■ Your assignment ■
Reproduce, word for word, the full article below on the Pseudomonas aeruginosa genome.

■ Supplied text ■
============================================================
GNN - Genome News Network  
  Home | About | Topics
The Pseudomonas aeruginosa genome
Ubiquitous bacterium sequenced
By Bijal P. Trivedi

The bacterium Pseudomonas aeruginosa preys on victims with compromised immune systems; it is one of the top three leading causes of opportunistic infection among cystic fibrosis patients, burn victims, and patients on respirators. And it is resistant to antibiotics. But now researchers have the ultimate weapon in their long-standing battle against P. aeruginosa: the sequence of its entire genome.

P. aeruginosa is an extremely versatile bacterium and lives almost anywhere—in water, soil, plants and animals—and can use almost anything for food. The source of this adaptability lies within its genome, which—at 6.3 million chemical units—is larger than the other 25 bacterial genomes sequenced to date.

The sequence has been annotated by a group of 61 P. aeruginosa experts who were assembled to find genes within the bacterium. Using gene-finder computer programs and known genes from other organisms as bait, the researchers predict that P. aeruginosa contains 5,570 genes. Their findings are published in the current issue of Nature.
============================================================
■ Dataset entries ■
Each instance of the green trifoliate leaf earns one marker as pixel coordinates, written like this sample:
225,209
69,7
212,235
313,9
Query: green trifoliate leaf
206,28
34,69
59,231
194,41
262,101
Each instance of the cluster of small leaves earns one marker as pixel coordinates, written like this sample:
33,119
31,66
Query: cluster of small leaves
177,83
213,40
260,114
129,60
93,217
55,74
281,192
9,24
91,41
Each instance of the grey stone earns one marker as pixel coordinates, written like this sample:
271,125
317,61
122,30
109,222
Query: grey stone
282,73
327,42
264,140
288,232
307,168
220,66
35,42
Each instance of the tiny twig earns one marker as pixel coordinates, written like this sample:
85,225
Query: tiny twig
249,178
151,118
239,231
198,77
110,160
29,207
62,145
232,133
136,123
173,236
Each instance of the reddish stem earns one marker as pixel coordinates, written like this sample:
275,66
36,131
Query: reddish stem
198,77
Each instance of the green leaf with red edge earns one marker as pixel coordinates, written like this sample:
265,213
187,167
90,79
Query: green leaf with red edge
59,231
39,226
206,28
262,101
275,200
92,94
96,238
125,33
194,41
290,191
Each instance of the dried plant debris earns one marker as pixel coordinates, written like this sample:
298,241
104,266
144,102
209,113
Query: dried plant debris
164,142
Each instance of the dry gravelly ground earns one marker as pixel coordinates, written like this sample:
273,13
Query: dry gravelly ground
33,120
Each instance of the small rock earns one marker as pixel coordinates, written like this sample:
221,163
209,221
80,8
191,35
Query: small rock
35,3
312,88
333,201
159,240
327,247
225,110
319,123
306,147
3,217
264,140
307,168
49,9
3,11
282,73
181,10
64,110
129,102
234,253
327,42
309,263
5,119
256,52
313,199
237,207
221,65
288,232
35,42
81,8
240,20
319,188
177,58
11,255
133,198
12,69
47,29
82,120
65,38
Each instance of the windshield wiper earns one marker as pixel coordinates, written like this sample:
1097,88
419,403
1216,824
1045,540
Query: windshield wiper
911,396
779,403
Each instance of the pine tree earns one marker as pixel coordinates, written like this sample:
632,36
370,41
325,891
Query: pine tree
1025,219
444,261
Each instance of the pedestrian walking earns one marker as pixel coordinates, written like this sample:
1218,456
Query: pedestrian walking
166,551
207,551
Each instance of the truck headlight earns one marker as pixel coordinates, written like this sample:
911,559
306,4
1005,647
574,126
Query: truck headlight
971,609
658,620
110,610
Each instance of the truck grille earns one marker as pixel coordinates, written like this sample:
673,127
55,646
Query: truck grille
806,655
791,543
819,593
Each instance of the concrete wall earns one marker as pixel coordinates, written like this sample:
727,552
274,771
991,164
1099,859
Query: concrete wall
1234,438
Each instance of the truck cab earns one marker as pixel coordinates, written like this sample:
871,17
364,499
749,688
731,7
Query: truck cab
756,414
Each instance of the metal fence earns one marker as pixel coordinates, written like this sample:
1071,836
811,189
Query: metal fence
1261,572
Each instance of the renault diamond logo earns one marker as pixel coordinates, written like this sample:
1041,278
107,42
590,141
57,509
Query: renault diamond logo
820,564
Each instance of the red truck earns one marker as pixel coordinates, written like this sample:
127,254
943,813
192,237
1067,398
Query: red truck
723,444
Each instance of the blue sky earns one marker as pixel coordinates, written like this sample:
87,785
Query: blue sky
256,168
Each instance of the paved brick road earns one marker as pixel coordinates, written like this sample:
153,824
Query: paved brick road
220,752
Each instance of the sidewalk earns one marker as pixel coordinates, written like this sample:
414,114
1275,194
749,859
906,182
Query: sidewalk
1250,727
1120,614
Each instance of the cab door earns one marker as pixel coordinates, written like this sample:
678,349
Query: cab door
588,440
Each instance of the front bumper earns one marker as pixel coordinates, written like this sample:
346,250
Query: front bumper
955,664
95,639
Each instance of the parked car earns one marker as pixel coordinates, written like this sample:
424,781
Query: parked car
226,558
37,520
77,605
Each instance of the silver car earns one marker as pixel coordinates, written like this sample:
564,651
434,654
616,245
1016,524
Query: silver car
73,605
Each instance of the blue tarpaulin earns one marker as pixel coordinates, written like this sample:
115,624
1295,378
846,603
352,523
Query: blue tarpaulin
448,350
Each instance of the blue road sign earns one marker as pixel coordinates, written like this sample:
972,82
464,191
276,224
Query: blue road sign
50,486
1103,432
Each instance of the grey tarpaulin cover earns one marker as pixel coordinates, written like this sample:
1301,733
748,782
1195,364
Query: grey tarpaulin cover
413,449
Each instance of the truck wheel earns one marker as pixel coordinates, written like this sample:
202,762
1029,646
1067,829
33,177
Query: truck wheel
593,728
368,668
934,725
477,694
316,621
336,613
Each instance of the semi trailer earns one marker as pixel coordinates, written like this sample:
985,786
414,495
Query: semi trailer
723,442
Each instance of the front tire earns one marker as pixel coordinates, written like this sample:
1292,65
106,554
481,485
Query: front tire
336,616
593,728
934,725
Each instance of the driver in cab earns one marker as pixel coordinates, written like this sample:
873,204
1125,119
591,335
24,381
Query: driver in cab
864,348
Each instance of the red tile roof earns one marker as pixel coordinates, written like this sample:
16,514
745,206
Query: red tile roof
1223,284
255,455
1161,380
============================================================
■ Finished task ■
GNN - Genome News Network  
  Home | About | Topics
The Pseudomonas aeruginosa genome
Ubiquitous bacterium sequenced
By Bijal P. Trivedi

The bacterium Pseudomonas aeruginosa preys on victims with compromised immune systems; it is one of the top three leading causes of opportunistic infection among cystic fibrosis patients, burn victims, and patients on respirators. And it is resistant to antibiotics. But now researchers have the ultimate weapon in their long-standing battle against P. aeruginosa: the sequence of its entire genome.

P. aeruginosa is an extremely versatile bacterium and lives almost anywhere—in water, soil, plants and animals—and can use almost anything for food. The source of this adaptability lies within its genome, which—at 6.3 million chemical units—is larger than the other 25 bacterial genomes sequenced to date.

The sequence has been annotated by a group of 61 P. aeruginosa experts who were assembled to find genes within the bacterium. Using gene-finder computer programs and known genes from other organisms as bait, the researchers predict that P. aeruginosa contains 5,570 genes. Their findings are published in the current issue of Nature.